# PROBLEM STATEMENT:
In the NHS funding speech below, transcribe the passage that begins at the words "Weston always has" and stops after the words "are not overworked.".

*** QUOTED PASSAGE Section Begins ***

Friday, November 03, 2017

By how much is the NHS underfunded?

DR RICHARD LAWSON SPEECH FOR SAVE WESTON A&E    4TH NOVEMBER

One of my patients told me Nye Bevan used to visit his house when he was a kid, and heard him say
“We have got the NHS now, but if we abuse it, we'll lose it”.

We are in the process of losing Weston A&E.
Since July, it has been closed at night, because of difficulties getting doctors.
This is a national problem, made worse by Weston's small size.

Weston always has been underfunded (and underbedded) in terms of its population relative to Bristol.

With A&E, there is always a balance to be struck between the shorter travel time of the smaller hospital,
and the more specialised treatment available in bigger units further away.
Ambulance personnel are able to make that decision - so long as they are not overworked.

Sadly, Weston's closure has done just that - put more pressure on the ambulance service.

It is all down to resources.

First, the NHS is underfunded.

In 2014 NHS spending was £3971 per capita per year

In Netherlands, Sweden and Germany the figure is five thousand odd
In France it was £4367
The EU average was £4166
and here we are, down at £3971 - £137 billion a year, seven and a half % of GDP

NHS resources have been falling since the Tories came in in 2010, and are projected to keep on falling until 2020.
This is a fall planned by Blairite and Tory politicians - so-called efficiency savings.

So far, so bad. BUT - from this level, we have further hidden cuts:

The Lansley reforms cost £3 billion - but that was just a one off. Trivial. Look at this:

Each year, the NHS loses 12% of its notional budget, because

Litigation is rising 1 billion a year
Bed Blocking (Social Care failings ) 1 billion a year
PFI 2 billion a year
Agency Staff 3 billion a year
Internal Market 4 billion a year
Health Inflation (population increase,
technology, aging) 5 billion a year

These losses add up to £16 billion a year

That is about 12% robbed from the target budget every year.

*** QUOTED PASSAGE Section Ends ***
*** RECORD EXTRACTS Section Begins ***

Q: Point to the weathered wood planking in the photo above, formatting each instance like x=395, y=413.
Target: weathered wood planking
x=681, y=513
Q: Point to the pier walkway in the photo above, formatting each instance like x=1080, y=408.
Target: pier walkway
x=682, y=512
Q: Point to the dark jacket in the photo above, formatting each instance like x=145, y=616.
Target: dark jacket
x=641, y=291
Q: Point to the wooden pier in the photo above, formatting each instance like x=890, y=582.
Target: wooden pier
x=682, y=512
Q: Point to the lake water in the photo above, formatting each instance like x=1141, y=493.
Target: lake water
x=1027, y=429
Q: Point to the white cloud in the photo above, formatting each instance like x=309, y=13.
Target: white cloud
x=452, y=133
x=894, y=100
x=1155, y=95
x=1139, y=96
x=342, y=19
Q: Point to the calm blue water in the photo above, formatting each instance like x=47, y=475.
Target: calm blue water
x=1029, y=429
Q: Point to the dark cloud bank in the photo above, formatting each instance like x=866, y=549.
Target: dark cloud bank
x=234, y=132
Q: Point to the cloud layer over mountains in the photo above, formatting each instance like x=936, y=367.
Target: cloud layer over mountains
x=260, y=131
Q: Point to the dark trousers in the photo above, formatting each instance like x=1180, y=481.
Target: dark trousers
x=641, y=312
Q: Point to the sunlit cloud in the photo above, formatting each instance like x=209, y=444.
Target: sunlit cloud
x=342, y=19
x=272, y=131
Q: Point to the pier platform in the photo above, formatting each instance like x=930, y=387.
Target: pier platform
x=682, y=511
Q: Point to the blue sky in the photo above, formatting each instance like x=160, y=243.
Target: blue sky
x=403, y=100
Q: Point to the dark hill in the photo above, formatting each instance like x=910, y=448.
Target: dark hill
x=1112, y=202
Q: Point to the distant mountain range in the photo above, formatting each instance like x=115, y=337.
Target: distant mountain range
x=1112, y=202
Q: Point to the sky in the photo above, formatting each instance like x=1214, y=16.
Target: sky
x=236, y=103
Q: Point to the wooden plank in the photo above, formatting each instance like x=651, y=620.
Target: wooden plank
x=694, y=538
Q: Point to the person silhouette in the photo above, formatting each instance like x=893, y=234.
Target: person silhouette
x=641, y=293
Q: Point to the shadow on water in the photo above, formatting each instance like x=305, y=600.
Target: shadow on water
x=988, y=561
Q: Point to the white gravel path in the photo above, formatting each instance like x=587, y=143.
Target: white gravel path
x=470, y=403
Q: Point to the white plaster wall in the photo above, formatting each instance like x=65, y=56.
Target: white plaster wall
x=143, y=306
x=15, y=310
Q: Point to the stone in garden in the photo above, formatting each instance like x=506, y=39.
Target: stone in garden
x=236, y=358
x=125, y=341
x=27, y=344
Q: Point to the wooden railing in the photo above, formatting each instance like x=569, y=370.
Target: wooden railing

*** RECORD EXTRACTS Section Ends ***

# SOLUTION:
Weston always has been underfunded (and underbedded) in terms of its population relative to Bristol.

With A&E, there is always a balance to be struck between the shorter travel time of the smaller hospital,
and the more specialised treatment available in bigger units further away.
Ambulance personnel are able to make that decision - so long as they are not overworked.